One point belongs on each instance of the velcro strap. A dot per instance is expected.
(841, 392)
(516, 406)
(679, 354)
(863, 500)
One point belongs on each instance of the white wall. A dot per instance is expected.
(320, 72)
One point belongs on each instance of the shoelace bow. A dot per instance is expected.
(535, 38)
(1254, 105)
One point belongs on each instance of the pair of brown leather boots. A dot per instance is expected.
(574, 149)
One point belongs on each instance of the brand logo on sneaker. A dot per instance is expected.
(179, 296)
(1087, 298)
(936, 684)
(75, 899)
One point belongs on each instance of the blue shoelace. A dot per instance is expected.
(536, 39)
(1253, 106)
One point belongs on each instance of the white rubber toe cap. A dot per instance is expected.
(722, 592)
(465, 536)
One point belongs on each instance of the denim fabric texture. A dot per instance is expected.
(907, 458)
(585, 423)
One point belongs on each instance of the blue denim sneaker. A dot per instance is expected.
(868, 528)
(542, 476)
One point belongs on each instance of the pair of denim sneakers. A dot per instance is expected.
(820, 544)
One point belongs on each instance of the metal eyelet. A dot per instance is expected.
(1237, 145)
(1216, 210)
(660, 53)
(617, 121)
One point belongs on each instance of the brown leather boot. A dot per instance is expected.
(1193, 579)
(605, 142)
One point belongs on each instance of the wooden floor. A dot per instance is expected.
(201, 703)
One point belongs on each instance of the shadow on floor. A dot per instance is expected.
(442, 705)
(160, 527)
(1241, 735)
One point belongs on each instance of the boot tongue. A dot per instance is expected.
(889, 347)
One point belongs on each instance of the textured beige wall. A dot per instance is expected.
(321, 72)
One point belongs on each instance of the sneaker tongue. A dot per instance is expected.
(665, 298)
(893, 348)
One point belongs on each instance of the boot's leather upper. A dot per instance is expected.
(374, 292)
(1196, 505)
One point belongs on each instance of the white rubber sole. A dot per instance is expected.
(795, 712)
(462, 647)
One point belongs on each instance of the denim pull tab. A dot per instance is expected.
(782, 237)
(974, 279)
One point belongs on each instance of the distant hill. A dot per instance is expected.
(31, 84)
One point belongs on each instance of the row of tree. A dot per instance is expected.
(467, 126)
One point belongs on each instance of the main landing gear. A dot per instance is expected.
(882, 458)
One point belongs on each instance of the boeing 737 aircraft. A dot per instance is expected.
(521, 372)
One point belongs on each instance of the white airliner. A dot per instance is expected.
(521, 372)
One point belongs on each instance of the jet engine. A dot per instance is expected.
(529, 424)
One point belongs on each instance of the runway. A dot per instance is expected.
══════════════════════════════
TASK ITEM
Give the data back in full, matching it character for character.

EXERCISE RESULT
One point belongs on each instance of the velcro strap. A dot per instance is expected.
(841, 392)
(516, 406)
(679, 354)
(863, 500)
One point belongs on each instance of the white wall. A dot per instance is expected.
(320, 72)
One point belongs on each instance of the shoelace bow. A dot per instance is expected.
(535, 38)
(1254, 105)
One point belongs on each instance of the pair of brown leather boots. A dot per instance is expected.
(574, 149)
One point belongs on each instance of the brand logo on sneaker. A dot per instance is expected.
(179, 296)
(1087, 298)
(936, 684)
(75, 899)
One point belongs on each instance of the blue shoelace. A dot per instance is expected.
(536, 39)
(1253, 106)
One point belongs on each instance of the white rubber toe cap. A dot per instance is expected.
(722, 592)
(465, 536)
One point belongs on each instance of the denim fabric texture. A dot per instance is expected.
(907, 458)
(585, 423)
One point belongs on each instance of the blue denim sneaker. A dot per instance is expected.
(868, 528)
(542, 476)
One point belongs on each instance of the pair of denim sneakers. A dot per instance is expected.
(820, 544)
One point belongs on each instance of the metal eyelet. A dot per instance is expected.
(1237, 145)
(1216, 210)
(660, 53)
(617, 121)
One point belongs on each instance of the brown leather boot. A dot per instance is expected.
(1193, 579)
(605, 142)
One point belongs on each instance of the wooden floor. A dot per instance is expected.
(201, 703)
One point belongs on each instance of the shadow on floor. A dot per instance is expected.
(442, 705)
(160, 527)
(1241, 735)
One point belongs on each instance of the boot tongue. A dot per instance is expected.
(889, 347)
One point belongs on each instance of the textured beige wall. A dot per instance is expected.
(321, 72)
One point belongs on each instance of the sneaker tongue. A dot per instance is expected.
(665, 298)
(893, 348)
One point belongs on each instance of the boot's leather upper. A dot per instance is expected.
(374, 292)
(1196, 505)
One point belongs on each instance of the white rubber sole. A dot per instance is expected.
(795, 712)
(462, 647)
One point belongs on each instance of the denim pull tab. A dot per instance is expected.
(782, 237)
(974, 279)
One point belongs on each instance of the distant hill. A dot per instance is expected.
(31, 84)
One point belongs on each instance of the row of tree. A dot per instance is expected.
(467, 126)
One point belongs on each instance of the main landing gear. A dot per instance is expected.
(882, 458)
One point belongs on each instance of the boeing 737 aircraft. A dot per instance is expected.
(521, 372)
One point belongs on each instance of the white airliner. A dot per instance is expected.
(521, 372)
One point belongs on each instance of the jet engine. A dot per instance is expected.
(529, 424)
One point belongs on each instance of the runway. A dot per instance is expected.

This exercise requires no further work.